:: Data for the task

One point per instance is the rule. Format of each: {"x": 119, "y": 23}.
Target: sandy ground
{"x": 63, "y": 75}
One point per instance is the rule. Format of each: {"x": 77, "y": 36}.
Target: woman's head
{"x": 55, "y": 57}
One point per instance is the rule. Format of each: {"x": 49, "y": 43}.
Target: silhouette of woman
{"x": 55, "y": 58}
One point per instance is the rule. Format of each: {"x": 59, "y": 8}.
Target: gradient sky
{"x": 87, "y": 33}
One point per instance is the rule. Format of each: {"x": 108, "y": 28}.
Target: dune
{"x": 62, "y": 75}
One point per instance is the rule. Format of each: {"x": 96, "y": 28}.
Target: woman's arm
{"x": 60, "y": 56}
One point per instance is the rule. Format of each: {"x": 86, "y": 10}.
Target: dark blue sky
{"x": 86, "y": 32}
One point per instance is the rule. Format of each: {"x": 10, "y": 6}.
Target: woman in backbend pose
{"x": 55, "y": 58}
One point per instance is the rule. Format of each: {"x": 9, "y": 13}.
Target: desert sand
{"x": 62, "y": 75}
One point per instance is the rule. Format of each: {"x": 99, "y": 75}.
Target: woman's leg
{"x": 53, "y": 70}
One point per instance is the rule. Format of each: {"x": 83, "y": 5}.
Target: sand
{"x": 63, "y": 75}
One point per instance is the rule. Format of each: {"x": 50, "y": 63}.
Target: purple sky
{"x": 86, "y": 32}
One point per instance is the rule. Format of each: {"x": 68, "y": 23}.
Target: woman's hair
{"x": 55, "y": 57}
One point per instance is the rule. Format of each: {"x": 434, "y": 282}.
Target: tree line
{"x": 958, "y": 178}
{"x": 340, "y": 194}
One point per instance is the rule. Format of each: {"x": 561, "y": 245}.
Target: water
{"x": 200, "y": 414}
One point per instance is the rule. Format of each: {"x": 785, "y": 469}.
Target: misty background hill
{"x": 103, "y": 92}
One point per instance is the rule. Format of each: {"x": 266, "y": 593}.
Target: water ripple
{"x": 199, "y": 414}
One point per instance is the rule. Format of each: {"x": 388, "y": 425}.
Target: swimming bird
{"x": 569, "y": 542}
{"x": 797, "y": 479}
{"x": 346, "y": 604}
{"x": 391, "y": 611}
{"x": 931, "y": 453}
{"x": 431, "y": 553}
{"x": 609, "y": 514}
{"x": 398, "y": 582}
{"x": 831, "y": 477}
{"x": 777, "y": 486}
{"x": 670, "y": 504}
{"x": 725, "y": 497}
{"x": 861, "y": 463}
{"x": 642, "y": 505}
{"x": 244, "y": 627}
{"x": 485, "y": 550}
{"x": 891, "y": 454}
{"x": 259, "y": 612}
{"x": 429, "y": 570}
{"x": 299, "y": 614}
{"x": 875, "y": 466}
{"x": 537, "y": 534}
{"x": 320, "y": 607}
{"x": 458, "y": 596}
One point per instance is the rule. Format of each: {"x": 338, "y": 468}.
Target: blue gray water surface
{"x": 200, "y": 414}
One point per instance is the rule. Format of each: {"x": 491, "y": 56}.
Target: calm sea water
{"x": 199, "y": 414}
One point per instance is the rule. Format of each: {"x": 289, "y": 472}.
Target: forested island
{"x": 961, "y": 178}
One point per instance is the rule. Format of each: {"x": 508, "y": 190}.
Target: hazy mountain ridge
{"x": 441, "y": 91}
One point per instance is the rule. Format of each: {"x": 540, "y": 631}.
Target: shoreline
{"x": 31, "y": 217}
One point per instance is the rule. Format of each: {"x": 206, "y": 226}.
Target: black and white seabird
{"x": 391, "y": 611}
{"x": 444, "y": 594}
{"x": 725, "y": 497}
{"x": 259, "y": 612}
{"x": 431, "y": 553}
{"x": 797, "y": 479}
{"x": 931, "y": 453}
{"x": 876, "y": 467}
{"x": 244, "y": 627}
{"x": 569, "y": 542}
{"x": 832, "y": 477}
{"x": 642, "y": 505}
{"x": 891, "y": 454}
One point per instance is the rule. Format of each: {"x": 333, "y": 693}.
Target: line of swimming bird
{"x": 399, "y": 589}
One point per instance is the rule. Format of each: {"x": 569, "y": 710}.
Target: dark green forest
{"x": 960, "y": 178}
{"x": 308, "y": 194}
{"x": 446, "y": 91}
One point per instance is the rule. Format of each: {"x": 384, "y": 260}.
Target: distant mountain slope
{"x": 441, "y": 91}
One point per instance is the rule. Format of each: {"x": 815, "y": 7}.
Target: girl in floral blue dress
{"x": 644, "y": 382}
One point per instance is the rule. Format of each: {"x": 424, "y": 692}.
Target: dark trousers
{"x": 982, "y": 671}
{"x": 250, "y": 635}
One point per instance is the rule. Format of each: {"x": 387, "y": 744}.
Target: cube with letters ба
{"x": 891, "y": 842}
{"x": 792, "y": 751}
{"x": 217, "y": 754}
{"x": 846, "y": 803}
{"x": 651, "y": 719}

::::

Return every line from the items above that contains the word "blue".

Target: dark blue sky
Target: blue gray water surface
Target: girl in floral blue dress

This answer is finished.